[DATASET RECORDS]

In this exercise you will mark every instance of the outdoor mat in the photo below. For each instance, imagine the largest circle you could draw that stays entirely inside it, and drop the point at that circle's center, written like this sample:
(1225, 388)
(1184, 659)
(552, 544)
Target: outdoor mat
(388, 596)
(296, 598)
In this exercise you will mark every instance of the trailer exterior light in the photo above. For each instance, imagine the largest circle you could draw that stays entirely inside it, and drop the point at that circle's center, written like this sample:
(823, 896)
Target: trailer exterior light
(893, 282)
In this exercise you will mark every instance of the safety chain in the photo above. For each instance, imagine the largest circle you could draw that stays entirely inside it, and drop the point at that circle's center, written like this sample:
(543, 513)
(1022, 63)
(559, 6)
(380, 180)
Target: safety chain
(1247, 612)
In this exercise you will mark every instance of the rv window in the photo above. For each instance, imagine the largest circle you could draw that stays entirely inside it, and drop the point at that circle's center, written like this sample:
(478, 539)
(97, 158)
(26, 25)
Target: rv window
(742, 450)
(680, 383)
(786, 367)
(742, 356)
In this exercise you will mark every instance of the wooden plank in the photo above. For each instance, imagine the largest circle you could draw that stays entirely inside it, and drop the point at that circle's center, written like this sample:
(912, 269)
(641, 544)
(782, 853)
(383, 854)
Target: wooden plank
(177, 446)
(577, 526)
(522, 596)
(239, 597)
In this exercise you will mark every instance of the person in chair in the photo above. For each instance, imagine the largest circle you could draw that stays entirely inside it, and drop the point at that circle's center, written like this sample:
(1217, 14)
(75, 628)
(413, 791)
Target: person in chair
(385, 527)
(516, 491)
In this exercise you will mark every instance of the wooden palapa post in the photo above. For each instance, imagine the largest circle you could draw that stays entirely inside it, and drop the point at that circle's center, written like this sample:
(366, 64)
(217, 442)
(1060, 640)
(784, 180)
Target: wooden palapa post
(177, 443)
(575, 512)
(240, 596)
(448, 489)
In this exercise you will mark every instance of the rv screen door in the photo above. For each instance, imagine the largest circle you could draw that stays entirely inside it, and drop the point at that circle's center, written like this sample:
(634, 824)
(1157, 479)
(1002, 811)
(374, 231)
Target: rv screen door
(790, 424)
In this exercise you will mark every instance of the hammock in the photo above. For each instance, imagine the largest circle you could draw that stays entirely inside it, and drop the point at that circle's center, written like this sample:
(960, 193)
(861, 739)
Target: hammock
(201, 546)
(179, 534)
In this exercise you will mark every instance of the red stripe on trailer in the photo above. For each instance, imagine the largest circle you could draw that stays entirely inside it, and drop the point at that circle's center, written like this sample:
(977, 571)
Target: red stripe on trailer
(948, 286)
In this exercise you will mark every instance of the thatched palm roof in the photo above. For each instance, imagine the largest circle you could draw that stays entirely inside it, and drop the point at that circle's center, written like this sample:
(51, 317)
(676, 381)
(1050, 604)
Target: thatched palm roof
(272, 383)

[/DATASET RECORDS]

-- HOW TO COMPLETE THIS TASK --
Reproduce every record, matching each line exactly.

-- COMPLETED EXERCISE --
In this exercise you will mark every instance of the outdoor mat in the photo below. For each instance, imagine the largest circle you could draw that stays entirely inside it, and drop the point at that circle's center, written like this sample:
(1225, 388)
(1184, 659)
(552, 544)
Target: outdoor mat
(388, 596)
(296, 598)
In this exercise you will mark every instance of the trailer exterior light in the photo above. For each instance, imagine the largest circle you could draw that stays entirely inside it, and drop the point at that circle's center, written like this sample:
(823, 896)
Target: trailer exterior light
(893, 282)
In this exercise you will mark every instance of the safety chain in the photo above. For each instance, imagine the largest circle you could draw that stays entirely inside it, and drop the point at that circle's center, written like this sample:
(543, 513)
(1022, 63)
(559, 6)
(380, 180)
Target: safety chain
(1247, 612)
In this exercise you will mark every instance of the rv window in the photo above. For each instance, imagine the largest circle you could draw that stays entirely inside it, and drop the point at that circle's center, written like this sample:
(478, 539)
(97, 158)
(26, 25)
Target: rv window
(742, 450)
(680, 383)
(786, 367)
(742, 356)
In this exercise you will mark every instance of the wooden plank in the photo above. For each instance, imagine the largest circle you could draw that stays entirely inside it, and drop the point at that circle's center, written like this sample:
(912, 269)
(641, 544)
(782, 853)
(383, 854)
Target: wooden plank
(177, 446)
(577, 526)
(522, 596)
(239, 597)
In this exercise you will mark every instance of the person in chair in the photo above. For each instance, imagine the largest circle you could draw that stays entirely inside it, and drop the point at that circle's center, written like this sample:
(1217, 14)
(75, 628)
(413, 791)
Target: person in chair
(385, 527)
(516, 491)
In this exercise you will mark every instance of the wooden palapa post in the photo above. For each instance, imagine the largest circle you could draw that stays entirely inside it, and drop the point at that circle's center, written like this sample:
(366, 64)
(217, 442)
(1060, 640)
(784, 180)
Target: wooden palapa post
(177, 443)
(575, 512)
(240, 596)
(448, 489)
In this exercise you will mark every instance of the rv screen door in the photo above. For each instance, imagine the largest circle you could draw that stays entirely inside it, and drop the point at that circle's center, written like this sample:
(634, 824)
(1157, 479)
(1002, 811)
(374, 231)
Target: rv screen door
(790, 424)
In this exercise you will mark every instance of the hammock in the photo above. For each instance, imagine the largest circle you could draw that stays entirely inside it, and drop the point at that circle's center, written like this sample:
(960, 193)
(861, 739)
Target: hammock
(201, 546)
(179, 534)
In this exercise you will mark every instance of the red stripe on trailer in the photo above. For each instance, imagine the largest circle you could draw that stays entirely inside it, and drop the point at that circle's center, written like this sample:
(977, 571)
Target: red stripe on trailer
(948, 286)
In this exercise you will mark every instance of the thatched palm roof in the photo above. For each instance, imagine the largest circle you could draw that stays entirely inside it, and drop the point at that circle's center, written like this sample:
(51, 317)
(676, 381)
(1050, 604)
Target: thatched palm roof
(272, 383)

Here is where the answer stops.